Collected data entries
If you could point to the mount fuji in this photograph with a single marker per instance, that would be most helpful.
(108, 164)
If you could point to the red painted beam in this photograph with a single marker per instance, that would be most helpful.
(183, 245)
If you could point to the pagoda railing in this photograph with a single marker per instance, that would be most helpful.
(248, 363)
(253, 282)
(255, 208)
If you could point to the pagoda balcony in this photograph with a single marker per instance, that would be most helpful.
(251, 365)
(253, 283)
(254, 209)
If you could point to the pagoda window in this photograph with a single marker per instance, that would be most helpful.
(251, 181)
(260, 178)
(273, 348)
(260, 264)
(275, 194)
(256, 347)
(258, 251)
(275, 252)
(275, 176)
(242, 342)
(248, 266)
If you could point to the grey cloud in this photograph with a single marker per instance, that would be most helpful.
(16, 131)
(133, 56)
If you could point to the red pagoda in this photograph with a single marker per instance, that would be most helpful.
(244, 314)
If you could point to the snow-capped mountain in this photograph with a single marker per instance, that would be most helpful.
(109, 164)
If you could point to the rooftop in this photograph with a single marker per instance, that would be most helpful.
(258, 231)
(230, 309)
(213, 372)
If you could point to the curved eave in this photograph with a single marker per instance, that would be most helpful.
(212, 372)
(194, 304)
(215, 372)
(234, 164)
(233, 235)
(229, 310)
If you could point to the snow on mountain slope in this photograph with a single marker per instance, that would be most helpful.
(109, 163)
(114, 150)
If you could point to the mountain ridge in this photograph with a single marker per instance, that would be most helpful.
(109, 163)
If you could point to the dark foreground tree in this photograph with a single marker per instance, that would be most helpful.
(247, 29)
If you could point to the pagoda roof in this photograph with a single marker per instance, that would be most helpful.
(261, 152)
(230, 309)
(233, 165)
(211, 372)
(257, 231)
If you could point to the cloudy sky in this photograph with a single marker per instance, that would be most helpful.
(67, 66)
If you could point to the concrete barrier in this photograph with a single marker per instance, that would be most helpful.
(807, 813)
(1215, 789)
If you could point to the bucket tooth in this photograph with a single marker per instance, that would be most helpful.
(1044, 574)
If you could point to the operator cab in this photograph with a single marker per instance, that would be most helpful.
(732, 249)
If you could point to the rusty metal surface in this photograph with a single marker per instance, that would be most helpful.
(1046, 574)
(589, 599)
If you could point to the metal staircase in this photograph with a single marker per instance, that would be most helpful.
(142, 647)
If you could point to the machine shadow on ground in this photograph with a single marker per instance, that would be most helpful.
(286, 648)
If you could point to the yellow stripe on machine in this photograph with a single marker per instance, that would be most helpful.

Exercise goal →
When you transcribe the records above, keep every line exactly the same.

Response to the exercise →
If you could point to the mount fuji in this photograph with a single marker per instance, that would be most helpful.
(108, 164)
If you could point to the red painted beam in this photograph with a single marker per instance, that would be most helpful.
(183, 245)
If you could point to the pagoda railing in this photograph with a single marker per instance, that would be most helpful.
(248, 363)
(253, 282)
(255, 208)
If you could point to the pagoda balcony in this photograph with a single marker per instance, that would be most helpful.
(251, 365)
(253, 283)
(254, 209)
If you could point to the pagoda window in this photograph with a single marker per instance, that would be most helpful.
(251, 181)
(260, 178)
(273, 348)
(260, 264)
(275, 194)
(256, 347)
(258, 251)
(275, 252)
(275, 176)
(242, 342)
(248, 266)
If you could point to the grey cloud in this photograph with a single marker per instance, that would be most helpful.
(16, 131)
(133, 56)
If you could point to the red pagoda in this photograph with a single marker per instance, that would be most helpful.
(244, 314)
If you could point to the snow-capped mountain in this photograph with a single marker per instance, that would be most helpful.
(109, 164)
If you could point to the rooftop in this photograph with a single marker per instance, that would be most helpful.
(258, 231)
(230, 309)
(213, 372)
If you could point to the curved eave in this photograph with a single marker per instance, that would be most helpful.
(212, 372)
(194, 304)
(215, 372)
(234, 164)
(233, 235)
(229, 310)
If you could point to the snow on mountain slope in this photograph with a single marker per instance, that would be most helpful.
(109, 163)
(114, 150)
If you could point to the mountain ridge in this photograph with a single marker per instance, that would be most helpful.
(109, 163)
If you could point to the dark foreground tree in this photograph with a single marker per instance, that would be most helpful.
(247, 29)
If you could point to the pagoda roof in this photograph with a single marker per instance, that would be most helpful.
(261, 152)
(230, 309)
(233, 165)
(211, 372)
(257, 231)
If you could point to the cloudy sky in this photograph with a single marker per instance, that would be most helpful.
(67, 66)
If you could point to the concrete barrier in this photograph with a single marker per instance, that would be most helpful.
(807, 813)
(1215, 789)
If you could point to the bucket tooth in this photograph with a single marker per instance, that would be most helpful.
(1044, 574)
If you could point to the operator cab in this photograph with a single marker per instance, that would be most helpful.
(732, 249)
If you could point to the rusty metal surface in this photograph with a single marker per instance, that would be most helpful.
(1046, 574)
(589, 599)
If you could point to the metal staircase in this photograph with a single marker per instance, that would be most helpful.
(142, 647)
If you could point to the machine shadow on ground in this photograph with a single marker per instance, that would be most helpful.
(286, 648)
If you could point to the yellow stripe on machine in this photograph with a single marker per instance, that would be most helpful.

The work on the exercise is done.